> _What needs to be done_: No pictures should be carried over. Output all other parts of the entries verbatim.
Data for the task Start Marker
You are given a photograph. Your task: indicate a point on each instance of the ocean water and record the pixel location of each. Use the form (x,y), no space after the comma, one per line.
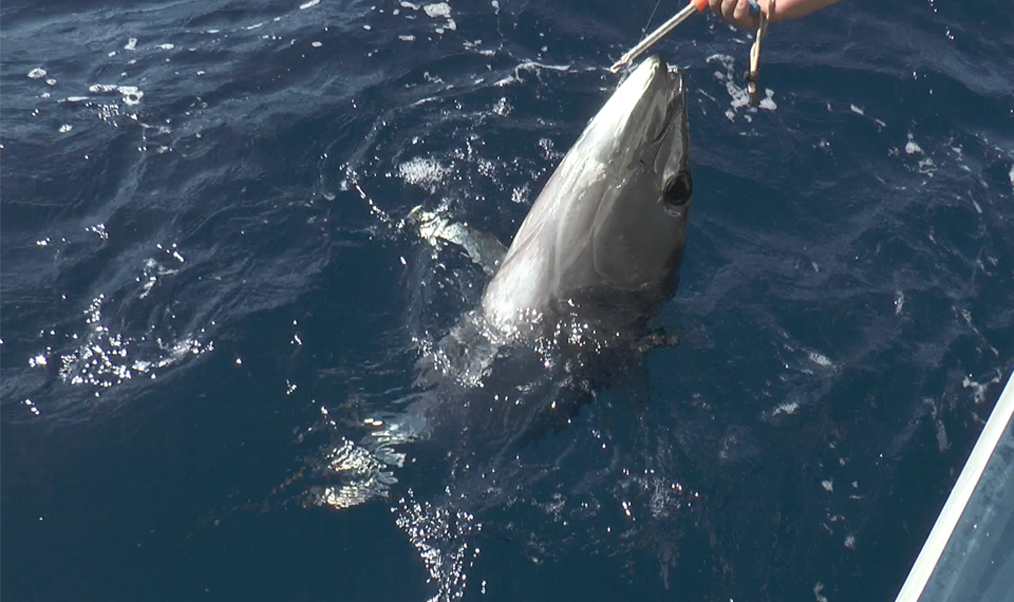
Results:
(208,282)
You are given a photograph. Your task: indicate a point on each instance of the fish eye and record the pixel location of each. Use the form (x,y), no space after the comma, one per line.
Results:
(678,190)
Data for the task End Marker
> _Your response_:
You are given a photograph. Your task: indicate a point on each instance of the ocean water and record the pixel location of each. Use the form (x,y), no space after the comma, one per line.
Results:
(208,282)
You are given a photograph. Your task: indicate a point on each instance of the fish eye and record the pixel location of each. Use the form (x,y), no space after the comma, one per line.
Results:
(678,190)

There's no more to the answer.